Your instructions
Please copy every line with the string "hair" from the entries below.
[Data excerpts Boundary: Start]
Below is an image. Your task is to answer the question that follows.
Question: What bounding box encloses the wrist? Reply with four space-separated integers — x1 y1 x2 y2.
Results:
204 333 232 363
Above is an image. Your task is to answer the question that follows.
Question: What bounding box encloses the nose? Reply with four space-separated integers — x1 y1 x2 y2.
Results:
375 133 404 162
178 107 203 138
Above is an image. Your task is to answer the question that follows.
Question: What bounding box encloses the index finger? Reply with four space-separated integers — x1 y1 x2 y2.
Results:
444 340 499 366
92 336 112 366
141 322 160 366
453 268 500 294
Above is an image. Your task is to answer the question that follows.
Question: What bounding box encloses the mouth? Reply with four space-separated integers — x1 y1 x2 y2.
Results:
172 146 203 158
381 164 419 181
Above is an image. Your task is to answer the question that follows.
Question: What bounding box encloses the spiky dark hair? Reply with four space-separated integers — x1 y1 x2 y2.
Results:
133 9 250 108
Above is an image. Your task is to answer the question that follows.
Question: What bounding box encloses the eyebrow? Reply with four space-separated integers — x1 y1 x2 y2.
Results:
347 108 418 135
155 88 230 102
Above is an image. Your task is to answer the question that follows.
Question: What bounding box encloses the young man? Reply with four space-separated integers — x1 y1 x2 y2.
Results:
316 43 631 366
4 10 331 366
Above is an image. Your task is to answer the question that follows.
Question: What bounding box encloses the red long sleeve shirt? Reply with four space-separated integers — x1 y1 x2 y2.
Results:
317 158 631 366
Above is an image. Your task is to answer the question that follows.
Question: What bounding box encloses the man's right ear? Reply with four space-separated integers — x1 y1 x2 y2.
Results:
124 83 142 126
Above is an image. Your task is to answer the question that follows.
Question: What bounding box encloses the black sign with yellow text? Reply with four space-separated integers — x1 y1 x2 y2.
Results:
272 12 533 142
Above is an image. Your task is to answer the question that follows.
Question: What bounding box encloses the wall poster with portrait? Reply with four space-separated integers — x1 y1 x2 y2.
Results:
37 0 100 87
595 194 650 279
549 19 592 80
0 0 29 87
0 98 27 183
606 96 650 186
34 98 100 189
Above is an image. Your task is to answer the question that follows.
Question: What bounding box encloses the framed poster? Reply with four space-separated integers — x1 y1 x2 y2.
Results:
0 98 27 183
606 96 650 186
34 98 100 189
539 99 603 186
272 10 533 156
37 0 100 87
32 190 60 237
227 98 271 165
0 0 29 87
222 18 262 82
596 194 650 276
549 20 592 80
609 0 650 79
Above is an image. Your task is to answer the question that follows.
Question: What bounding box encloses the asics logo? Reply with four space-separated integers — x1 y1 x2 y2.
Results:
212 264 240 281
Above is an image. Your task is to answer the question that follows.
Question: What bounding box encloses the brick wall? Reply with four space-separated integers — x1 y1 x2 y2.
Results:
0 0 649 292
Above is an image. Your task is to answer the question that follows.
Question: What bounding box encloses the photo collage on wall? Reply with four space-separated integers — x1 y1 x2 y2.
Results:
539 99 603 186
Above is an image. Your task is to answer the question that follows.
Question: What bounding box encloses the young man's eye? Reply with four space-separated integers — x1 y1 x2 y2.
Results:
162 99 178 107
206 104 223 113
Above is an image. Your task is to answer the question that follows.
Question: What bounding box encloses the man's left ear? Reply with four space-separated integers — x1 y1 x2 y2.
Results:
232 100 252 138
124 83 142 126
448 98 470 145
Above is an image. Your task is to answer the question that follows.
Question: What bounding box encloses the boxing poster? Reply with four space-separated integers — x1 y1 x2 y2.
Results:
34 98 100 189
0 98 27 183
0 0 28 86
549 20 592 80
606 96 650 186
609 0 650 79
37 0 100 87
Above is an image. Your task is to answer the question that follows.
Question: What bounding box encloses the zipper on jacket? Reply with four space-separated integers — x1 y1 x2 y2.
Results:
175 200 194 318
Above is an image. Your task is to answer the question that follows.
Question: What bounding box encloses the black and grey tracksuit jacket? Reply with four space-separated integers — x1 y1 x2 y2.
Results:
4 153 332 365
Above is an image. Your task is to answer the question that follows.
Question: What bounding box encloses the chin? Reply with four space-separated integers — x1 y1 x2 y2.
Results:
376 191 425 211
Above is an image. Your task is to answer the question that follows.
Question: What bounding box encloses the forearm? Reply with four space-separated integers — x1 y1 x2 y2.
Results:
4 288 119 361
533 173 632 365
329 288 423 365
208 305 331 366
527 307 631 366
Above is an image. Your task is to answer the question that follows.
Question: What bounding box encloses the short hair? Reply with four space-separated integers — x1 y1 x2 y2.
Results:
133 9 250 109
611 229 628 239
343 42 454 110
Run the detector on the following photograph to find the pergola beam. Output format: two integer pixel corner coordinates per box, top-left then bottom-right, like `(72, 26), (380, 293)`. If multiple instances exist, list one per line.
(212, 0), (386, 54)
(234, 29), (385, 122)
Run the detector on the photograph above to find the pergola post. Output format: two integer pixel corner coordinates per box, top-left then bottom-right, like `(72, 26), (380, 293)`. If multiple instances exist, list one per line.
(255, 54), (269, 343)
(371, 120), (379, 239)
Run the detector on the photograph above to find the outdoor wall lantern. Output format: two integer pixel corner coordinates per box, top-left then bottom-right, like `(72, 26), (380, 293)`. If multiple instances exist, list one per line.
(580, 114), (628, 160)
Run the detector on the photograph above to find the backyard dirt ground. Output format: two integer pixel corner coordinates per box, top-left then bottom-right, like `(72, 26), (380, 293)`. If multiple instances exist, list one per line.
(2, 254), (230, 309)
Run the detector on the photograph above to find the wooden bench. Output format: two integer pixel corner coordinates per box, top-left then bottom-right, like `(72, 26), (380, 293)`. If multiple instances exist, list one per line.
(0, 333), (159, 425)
[Data excerpts Boundary: End]
Solution to the problem
Question: What bounding box encloses the spiky dark hair? Reply with four space-separated integers — x1 y1 x2 y2.
Question: What bounding box encloses the short hair? Reply with four space-separated integers — x1 y1 x2 y2.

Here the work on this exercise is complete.